[TO BE DONE]
Return every line of the listing below that contains the word "determine". Case matters.

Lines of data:
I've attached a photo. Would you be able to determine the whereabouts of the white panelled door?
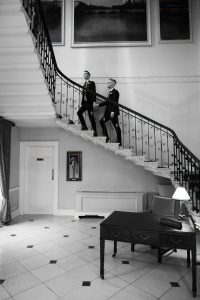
[24,146,55,214]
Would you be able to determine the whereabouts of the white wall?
[20,128,166,209]
[54,0,200,157]
[10,127,20,212]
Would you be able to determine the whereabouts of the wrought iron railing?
[21,0,200,212]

[RESULT OF THE EXERCISE]
I've attached a photo. Would you be able to determine the whereabouts of the white panelled door?
Would you be able to determine the whereabouts of the white wall?
Would you be able to determine the whereabouts of the wrought iron railing?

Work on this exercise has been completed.